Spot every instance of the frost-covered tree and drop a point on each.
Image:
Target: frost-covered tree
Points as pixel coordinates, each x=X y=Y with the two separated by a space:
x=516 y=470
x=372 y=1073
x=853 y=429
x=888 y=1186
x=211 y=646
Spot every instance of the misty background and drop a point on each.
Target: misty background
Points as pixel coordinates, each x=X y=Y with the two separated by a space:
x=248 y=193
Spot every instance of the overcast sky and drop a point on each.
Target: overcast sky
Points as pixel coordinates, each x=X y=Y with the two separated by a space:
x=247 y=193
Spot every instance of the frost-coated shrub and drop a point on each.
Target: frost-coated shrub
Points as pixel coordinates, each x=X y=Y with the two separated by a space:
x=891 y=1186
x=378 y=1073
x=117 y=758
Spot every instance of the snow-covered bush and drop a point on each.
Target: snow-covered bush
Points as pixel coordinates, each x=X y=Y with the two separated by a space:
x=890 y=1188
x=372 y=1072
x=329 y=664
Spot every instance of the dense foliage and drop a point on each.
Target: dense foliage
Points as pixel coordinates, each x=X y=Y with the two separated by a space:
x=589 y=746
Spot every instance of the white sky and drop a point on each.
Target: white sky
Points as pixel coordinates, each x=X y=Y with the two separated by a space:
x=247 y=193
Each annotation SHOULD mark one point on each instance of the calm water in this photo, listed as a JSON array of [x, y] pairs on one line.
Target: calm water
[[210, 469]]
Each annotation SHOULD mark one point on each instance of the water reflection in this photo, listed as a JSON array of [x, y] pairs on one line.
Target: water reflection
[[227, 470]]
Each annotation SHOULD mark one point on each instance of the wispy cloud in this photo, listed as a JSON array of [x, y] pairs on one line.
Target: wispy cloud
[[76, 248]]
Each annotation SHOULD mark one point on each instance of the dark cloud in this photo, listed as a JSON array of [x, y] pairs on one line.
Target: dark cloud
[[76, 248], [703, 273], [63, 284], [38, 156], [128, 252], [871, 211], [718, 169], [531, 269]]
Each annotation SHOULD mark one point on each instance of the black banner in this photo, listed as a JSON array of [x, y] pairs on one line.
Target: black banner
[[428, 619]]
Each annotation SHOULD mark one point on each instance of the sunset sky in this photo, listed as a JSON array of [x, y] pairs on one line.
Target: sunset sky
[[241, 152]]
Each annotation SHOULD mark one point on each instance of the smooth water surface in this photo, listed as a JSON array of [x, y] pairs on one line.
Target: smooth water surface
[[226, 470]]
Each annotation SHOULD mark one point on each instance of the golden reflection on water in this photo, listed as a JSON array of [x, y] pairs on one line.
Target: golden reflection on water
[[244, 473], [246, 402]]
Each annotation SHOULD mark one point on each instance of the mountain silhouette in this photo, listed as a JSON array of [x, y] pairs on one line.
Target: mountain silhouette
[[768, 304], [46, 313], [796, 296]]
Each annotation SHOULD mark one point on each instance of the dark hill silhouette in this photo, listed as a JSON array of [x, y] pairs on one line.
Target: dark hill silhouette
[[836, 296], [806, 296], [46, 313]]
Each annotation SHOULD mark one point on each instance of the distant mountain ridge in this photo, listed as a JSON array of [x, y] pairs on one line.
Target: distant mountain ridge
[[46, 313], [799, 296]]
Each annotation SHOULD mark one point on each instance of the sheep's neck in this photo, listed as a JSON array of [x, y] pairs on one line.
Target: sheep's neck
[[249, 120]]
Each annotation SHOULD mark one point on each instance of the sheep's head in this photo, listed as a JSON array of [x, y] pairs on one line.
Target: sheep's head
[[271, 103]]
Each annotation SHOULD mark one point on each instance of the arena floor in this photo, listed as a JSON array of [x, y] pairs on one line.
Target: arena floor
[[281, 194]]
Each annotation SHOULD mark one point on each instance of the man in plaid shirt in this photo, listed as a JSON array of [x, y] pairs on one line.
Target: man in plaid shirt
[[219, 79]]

WORK TASK: Select all lines in the listing that include the word "covered".

ANSWER SECTION:
Spot every instance of the frost-covered tree and drop a point on each.
Target: frost-covered tree
Spot every instance of the snow-covered bush and drop a point on each.
Target: snow-covered bush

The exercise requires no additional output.